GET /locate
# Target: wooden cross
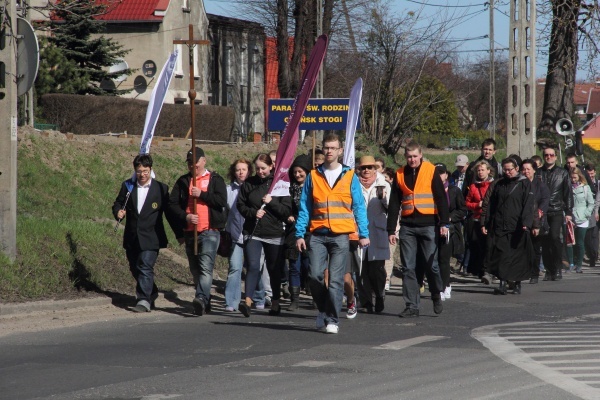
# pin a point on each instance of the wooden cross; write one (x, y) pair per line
(191, 43)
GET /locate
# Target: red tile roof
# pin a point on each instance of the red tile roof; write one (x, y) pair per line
(134, 10)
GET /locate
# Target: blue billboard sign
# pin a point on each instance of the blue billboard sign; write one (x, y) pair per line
(320, 114)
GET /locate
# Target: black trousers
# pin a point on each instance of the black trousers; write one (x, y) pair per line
(591, 244)
(552, 246)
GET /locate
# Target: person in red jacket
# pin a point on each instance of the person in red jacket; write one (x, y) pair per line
(474, 202)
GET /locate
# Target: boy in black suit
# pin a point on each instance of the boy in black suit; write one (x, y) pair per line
(143, 201)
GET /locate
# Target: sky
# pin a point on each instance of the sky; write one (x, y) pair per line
(468, 33)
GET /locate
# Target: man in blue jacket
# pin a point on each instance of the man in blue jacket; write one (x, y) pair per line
(331, 207)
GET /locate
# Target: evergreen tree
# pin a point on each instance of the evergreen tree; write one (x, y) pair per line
(73, 26)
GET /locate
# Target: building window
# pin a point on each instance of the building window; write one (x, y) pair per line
(243, 66)
(179, 63)
(196, 63)
(229, 64)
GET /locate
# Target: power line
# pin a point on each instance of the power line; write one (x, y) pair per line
(446, 6)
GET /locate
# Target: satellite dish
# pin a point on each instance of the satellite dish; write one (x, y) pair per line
(28, 56)
(149, 68)
(118, 67)
(139, 84)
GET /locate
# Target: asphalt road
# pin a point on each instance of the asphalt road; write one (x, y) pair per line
(543, 344)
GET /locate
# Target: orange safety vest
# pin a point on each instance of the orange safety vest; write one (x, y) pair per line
(332, 207)
(421, 197)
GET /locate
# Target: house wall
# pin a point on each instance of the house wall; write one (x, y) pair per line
(237, 72)
(153, 41)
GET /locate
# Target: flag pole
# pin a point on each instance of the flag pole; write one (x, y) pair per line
(191, 43)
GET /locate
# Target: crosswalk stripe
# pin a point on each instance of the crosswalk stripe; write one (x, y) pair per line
(402, 344)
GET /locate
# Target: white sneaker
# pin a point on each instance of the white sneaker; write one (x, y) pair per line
(320, 324)
(448, 292)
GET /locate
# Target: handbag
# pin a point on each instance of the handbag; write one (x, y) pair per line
(224, 249)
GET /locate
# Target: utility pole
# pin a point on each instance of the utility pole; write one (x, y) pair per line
(520, 121)
(8, 129)
(492, 120)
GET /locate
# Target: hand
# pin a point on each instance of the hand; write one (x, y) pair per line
(196, 192)
(443, 231)
(300, 245)
(192, 219)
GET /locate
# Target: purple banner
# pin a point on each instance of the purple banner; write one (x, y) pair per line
(351, 122)
(289, 140)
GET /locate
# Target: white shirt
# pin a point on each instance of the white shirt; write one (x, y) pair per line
(332, 174)
(142, 194)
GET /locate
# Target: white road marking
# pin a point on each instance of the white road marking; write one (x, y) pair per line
(402, 344)
(262, 373)
(313, 364)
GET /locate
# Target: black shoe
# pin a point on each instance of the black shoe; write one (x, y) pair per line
(546, 276)
(199, 307)
(438, 307)
(139, 308)
(244, 309)
(275, 309)
(379, 306)
(517, 289)
(409, 313)
(501, 289)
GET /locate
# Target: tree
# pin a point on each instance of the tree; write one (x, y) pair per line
(72, 26)
(571, 22)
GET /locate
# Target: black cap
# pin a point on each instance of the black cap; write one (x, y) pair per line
(190, 155)
(441, 168)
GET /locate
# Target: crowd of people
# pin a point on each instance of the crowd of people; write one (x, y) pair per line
(334, 236)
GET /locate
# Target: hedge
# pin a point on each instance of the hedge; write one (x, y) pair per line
(94, 115)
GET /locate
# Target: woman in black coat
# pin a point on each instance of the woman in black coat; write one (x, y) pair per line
(263, 231)
(507, 224)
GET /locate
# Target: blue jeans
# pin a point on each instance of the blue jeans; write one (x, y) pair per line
(141, 265)
(233, 287)
(329, 251)
(201, 265)
(295, 269)
(419, 244)
(273, 259)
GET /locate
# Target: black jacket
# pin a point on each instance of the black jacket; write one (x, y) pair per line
(146, 228)
(559, 185)
(215, 198)
(510, 205)
(249, 202)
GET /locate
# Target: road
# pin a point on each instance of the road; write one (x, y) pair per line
(543, 344)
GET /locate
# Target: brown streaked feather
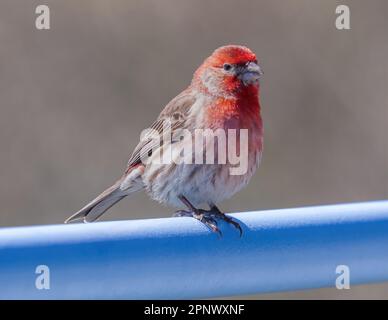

Exercise description
Find every line in the listing above that contains the word "handbag" and copy those lines out. Case counts.

Task result
# Target: handbag
# pin a point on each instance of the handbag; write one (x, y) pair per line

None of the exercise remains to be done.